• _Given exercise_: Could you write out the records below exactly as they appear?

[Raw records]
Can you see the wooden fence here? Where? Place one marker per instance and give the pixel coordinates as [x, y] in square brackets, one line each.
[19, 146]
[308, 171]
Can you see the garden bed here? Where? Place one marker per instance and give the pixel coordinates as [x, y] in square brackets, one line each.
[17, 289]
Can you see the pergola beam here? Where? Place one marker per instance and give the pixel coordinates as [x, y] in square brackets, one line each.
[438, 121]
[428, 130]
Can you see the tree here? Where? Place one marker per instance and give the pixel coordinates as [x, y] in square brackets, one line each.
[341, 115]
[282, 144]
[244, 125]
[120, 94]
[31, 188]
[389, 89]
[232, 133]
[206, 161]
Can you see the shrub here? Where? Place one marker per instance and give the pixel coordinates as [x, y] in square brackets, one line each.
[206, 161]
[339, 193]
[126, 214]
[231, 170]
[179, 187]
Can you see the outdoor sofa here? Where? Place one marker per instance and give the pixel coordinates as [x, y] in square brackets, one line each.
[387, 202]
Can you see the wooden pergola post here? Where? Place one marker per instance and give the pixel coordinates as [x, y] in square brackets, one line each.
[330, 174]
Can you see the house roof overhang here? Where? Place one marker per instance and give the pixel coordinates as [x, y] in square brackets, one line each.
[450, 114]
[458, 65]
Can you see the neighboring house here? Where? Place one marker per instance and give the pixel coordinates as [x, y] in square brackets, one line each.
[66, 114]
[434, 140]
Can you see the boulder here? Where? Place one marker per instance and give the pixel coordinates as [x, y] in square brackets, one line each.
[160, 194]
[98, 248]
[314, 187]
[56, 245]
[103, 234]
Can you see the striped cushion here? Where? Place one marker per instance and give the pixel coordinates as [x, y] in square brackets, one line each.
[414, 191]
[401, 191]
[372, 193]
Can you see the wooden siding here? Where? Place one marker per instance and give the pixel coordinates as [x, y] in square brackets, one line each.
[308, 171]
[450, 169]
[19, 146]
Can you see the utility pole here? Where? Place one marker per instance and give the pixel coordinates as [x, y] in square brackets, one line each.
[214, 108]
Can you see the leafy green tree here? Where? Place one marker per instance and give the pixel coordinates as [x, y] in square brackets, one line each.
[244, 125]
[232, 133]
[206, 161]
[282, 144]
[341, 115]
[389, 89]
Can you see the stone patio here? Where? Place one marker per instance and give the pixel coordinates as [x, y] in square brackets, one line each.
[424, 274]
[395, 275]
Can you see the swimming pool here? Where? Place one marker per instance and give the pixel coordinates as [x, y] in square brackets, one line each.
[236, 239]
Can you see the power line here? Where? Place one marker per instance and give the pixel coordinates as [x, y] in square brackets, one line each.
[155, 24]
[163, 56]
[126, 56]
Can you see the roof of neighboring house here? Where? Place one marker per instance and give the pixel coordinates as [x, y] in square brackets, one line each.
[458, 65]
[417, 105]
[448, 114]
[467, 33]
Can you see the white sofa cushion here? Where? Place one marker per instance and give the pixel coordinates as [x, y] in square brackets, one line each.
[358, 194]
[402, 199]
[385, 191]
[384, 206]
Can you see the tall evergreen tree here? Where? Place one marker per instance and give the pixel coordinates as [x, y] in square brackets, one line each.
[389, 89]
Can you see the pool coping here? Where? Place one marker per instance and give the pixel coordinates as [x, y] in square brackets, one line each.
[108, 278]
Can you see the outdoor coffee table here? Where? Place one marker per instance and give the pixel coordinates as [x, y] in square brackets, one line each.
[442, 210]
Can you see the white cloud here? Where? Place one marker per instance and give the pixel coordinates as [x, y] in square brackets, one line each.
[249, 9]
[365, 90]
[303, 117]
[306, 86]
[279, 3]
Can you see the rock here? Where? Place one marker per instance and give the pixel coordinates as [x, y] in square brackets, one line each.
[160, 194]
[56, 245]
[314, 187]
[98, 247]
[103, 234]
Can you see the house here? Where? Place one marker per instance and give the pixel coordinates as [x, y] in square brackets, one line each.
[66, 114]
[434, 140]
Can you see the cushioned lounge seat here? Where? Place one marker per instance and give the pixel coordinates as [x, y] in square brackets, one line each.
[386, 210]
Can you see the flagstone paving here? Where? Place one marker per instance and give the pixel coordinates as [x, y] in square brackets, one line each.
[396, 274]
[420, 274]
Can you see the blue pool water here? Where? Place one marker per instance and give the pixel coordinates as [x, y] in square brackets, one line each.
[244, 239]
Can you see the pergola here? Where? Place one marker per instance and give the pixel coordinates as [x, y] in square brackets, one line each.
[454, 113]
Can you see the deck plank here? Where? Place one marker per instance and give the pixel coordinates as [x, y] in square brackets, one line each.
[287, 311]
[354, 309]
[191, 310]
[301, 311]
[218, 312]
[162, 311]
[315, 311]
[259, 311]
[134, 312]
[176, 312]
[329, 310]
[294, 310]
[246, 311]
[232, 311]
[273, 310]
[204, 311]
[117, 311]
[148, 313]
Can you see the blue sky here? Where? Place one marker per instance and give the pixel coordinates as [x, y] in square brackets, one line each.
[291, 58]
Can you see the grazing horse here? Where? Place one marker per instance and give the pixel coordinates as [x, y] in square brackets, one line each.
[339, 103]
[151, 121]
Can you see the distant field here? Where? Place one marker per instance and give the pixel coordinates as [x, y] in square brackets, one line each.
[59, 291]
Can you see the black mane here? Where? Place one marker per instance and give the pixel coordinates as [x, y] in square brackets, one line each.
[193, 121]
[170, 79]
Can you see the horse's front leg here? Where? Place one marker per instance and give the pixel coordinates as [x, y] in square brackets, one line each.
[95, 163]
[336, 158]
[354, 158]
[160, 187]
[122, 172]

• _Response_:
Can you see the wooden fence here? Where? Place one marker per instance and give the pixel coordinates as [x, y] in square brackets, one line each.
[19, 146]
[308, 171]
Can you see the garden bed here? Where? Place one marker per instance and give the pixel coordinates as [x, y] in square brackets, one line each.
[17, 289]
Can you see the pergola beam here? Where? Place one marker per instance and give the pixel coordinates as [x, y] in square brackets, one line each.
[438, 121]
[428, 130]
Can you see the tree here? Where? Place one marker per instance and give the pixel coordinates as [x, y] in square brackets, one line each.
[341, 115]
[282, 144]
[244, 125]
[120, 94]
[31, 188]
[389, 89]
[232, 133]
[206, 161]
Can you see the shrub here? Where? Place one marker per instance and give the pixel coordinates as [x, y] in square brackets, one line each.
[206, 161]
[339, 193]
[126, 214]
[231, 170]
[179, 187]
Can you see the outdoor sofa here? Where? Place one marker per instance and give the pixel coordinates as [x, y] in square brackets, one line each.
[387, 202]
Can you see the wooden pergola post here? Where? Place one marker per instance and give the pixel coordinates as [x, y] in square brackets, one line each.
[330, 174]
Can you see the house roof overhang here? Where? Place one marker per instance and give the pixel coordinates as [x, y] in square brackets, one line each.
[450, 114]
[458, 65]
Can you see the neighboring house here? Where? Place one marker per instance and give the pixel coordinates as [x, y] in square brackets, one line each.
[66, 114]
[434, 140]
Can you see the boulder here? Where? Place one marker per instance and give the pixel coordinates as [x, y] in square brackets, one line each.
[160, 194]
[98, 248]
[314, 187]
[56, 245]
[103, 234]
Can you see the striped cushion here? Where? Place one marker per instance and give the pixel coordinates as [x, y] in square brackets, one line each.
[414, 191]
[401, 191]
[372, 193]
Can you see the wooden siding here? Where? Place one marker per instance and give the pixel coordinates as [x, y] in square brackets, one line each.
[308, 171]
[450, 169]
[19, 146]
Can you see the utility pole here? Where? Place one marker per instance and give the pixel coordinates as [x, y] in square brackets, one line each.
[214, 108]
Can you see the leafy green tree here? Where? Place one marker per instance and give the pixel coordinates as [x, y] in square brackets, one line each.
[244, 125]
[232, 133]
[206, 161]
[282, 144]
[341, 115]
[389, 89]
Can you see the stone patio here? Where? Place one marker per instance and give the pixel coordinates as [x, y] in square brackets, one line each.
[424, 274]
[395, 275]
Can you see the swimming pool here? Where? Place one marker per instance and give the pixel coordinates as [x, y] in square brackets, one line each.
[236, 239]
Can you see the power line here? Where? Place one marker per instance and give the pixel coordinates as [x, y] in square brackets, one line each.
[155, 24]
[163, 56]
[126, 56]
Can you see the roof of neighboring house here? Where? Place one marker per instance and give the pixel coordinates as [x, y] in square brackets, one line each.
[458, 65]
[417, 105]
[448, 114]
[467, 33]
Can you see the white sofa cushion here? Where? Place one marker per instance and give the pixel coordinates as [x, y] in square brackets, one line each.
[358, 194]
[402, 199]
[385, 191]
[384, 206]
Can you see the tall evergreen tree here? Where? Place one marker per instance and give the pixel coordinates as [x, y] in square brackets, one line each.
[389, 89]
Can you see the pool coping here? Where? Place one marker per instance and give the pixel coordinates as [x, y] in square brackets, one line each.
[108, 278]
Can you see the outdoor coffee table here? Where? Place one marker per instance and give the pixel coordinates as [x, y] in square brackets, one line each.
[442, 210]
Can you see the white cloud here? Where? Place one marker per instance and give the pixel coordinates as [x, y] in square brackets, one line each.
[249, 9]
[365, 90]
[303, 117]
[306, 86]
[279, 3]
Can you see the rock here? Where? Place one marker per instance and give the pixel coordinates as [x, y] in square brackets, one line each.
[160, 194]
[56, 245]
[314, 187]
[98, 247]
[103, 234]
Can you see the house here? Where? Place one marker per instance and give the pixel coordinates as [x, y] in square brackets, one line each.
[66, 114]
[434, 140]
Can you see the cushioned lounge seat here? Where? Place one marker per instance and give the pixel coordinates as [x, y] in square brackets, one line each.
[386, 210]
Can you see the flagstone paving here? Where? Place one marker per instance and give the pixel coordinates as [x, y] in square brackets, one line each.
[396, 274]
[420, 274]
Can you see the blue pool water here? Where? Place one marker per instance and give the pixel coordinates as [x, y] in square brackets, one line each.
[244, 239]
Can you see the pergola here? Where? Place one marker per instance and give the pixel coordinates as [x, y] in square brackets, one line each.
[454, 113]
Can you see the deck plank here? Where? Place one marker per instance and give the pixel coordinates as [x, y] in square brackets, one line each.
[287, 311]
[354, 309]
[191, 310]
[301, 311]
[218, 312]
[162, 311]
[315, 311]
[259, 311]
[134, 312]
[176, 312]
[329, 310]
[294, 310]
[246, 311]
[232, 311]
[273, 310]
[204, 311]
[117, 311]
[148, 313]
Can you see the blue sky here? Where? Place one marker per instance and give the pixel coordinates as [x, y] in square brackets, one line each.
[291, 58]
Can you see the grazing horse here? Where? Place one marker per instance and give the pixel coordinates as [x, y] in square brackets, one line each.
[339, 103]
[151, 121]
Can you see the distant field here? Where? Place one marker per instance and give the pixel coordinates as [x, y] in square brackets, one line each.
[59, 291]
Can you see the black mane here? Where? Place one marker per instance and give the pixel coordinates as [x, y] in square brackets, one line each.
[193, 121]
[170, 79]
Can you see the horse's front leg here? Where? Place one marker per instance and give the pixel coordinates as [x, y] in square brackets, one line each.
[95, 163]
[336, 158]
[354, 158]
[160, 187]
[122, 172]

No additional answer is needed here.